Bounding-box items
= = = = =

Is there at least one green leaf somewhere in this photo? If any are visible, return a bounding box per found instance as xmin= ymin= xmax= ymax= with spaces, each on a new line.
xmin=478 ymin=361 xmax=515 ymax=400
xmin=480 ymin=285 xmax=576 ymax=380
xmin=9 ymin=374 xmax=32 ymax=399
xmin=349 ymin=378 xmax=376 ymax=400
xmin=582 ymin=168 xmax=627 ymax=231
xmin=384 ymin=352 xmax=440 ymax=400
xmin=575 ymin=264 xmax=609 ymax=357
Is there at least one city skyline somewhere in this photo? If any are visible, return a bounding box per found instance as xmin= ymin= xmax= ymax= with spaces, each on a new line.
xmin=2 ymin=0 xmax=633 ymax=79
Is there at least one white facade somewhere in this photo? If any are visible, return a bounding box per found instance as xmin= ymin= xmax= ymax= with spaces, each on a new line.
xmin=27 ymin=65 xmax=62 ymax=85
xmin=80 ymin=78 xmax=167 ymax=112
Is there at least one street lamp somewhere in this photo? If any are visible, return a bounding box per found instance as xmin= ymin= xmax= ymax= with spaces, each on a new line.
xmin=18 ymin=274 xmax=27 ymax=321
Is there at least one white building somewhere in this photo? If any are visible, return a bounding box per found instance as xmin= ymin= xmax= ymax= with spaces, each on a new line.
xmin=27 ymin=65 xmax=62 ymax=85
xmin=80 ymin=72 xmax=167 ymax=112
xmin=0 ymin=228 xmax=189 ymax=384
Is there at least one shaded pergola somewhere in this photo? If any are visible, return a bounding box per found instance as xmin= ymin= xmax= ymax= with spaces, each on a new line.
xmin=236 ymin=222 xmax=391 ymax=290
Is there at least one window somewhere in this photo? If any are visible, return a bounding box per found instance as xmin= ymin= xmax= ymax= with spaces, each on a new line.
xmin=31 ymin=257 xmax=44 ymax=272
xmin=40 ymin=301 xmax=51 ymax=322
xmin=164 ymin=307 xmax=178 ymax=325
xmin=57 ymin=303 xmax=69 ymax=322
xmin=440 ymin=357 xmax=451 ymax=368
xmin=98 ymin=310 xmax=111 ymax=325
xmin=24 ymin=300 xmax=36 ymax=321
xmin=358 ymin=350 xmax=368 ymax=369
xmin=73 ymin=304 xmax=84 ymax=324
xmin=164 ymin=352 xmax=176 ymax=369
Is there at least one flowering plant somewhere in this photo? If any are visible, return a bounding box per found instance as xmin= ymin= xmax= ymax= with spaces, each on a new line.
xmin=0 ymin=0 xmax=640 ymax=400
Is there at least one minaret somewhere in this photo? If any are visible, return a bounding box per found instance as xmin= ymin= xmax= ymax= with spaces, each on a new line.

= = = = =

Rescale the stretch from the line containing "Is there at least one white facade" through the line containing "xmin=80 ymin=78 xmax=167 ymax=112", and give only those lines. Repeat the request line unchanged, and multiply each coordinate in the answers by 1.8, rounding to whole numbers with halves rounded up.

— FINAL RESULT —
Is there at least one white facade somewhere in this photo? If any are visible, return a bounding box per found instance as xmin= ymin= xmax= ymax= with spaces, each on a new line.
xmin=49 ymin=117 xmax=112 ymax=153
xmin=144 ymin=140 xmax=301 ymax=202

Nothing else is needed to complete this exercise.